Rewrite the records below, changing every "Reviewer note" to "Annotator note" and keeping all other text the same. Omit the pictures from your answer.

_Stored items from a collection_.
⁂

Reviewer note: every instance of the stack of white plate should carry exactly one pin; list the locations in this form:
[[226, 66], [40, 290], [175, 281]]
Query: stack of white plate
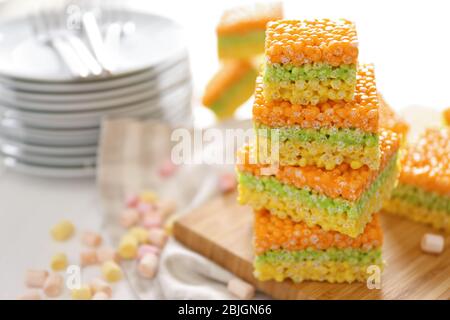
[[50, 121]]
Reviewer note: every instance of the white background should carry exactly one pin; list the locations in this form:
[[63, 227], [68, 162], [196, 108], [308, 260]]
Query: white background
[[408, 41]]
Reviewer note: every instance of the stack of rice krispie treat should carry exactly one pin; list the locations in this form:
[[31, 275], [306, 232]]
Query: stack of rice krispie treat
[[322, 163]]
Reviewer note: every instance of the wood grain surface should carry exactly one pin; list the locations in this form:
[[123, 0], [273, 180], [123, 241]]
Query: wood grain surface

⁂

_RESPONSE_.
Annotator note: every instance of the stack of white plate should carry exactly one pin; list the locations in this form:
[[226, 66], [40, 290], [175, 281]]
Query: stack of white plate
[[50, 121]]
Annotator note: every instance of the white background should carry exactly one pin; list the locations in this form:
[[63, 227], [68, 162], [196, 108], [308, 260]]
Query: white background
[[408, 41]]
Annotator note: every instance of the stack of rice krispie treat should carry exactly one pin; list the locations in this form:
[[31, 275], [306, 232]]
Query: stack of rice krispie treat
[[322, 163]]
Annotator note: every instance of the wood grain surface should carry exactly one pin; list the locations in this form:
[[123, 0], [273, 180], [123, 241]]
Query: wood grain surface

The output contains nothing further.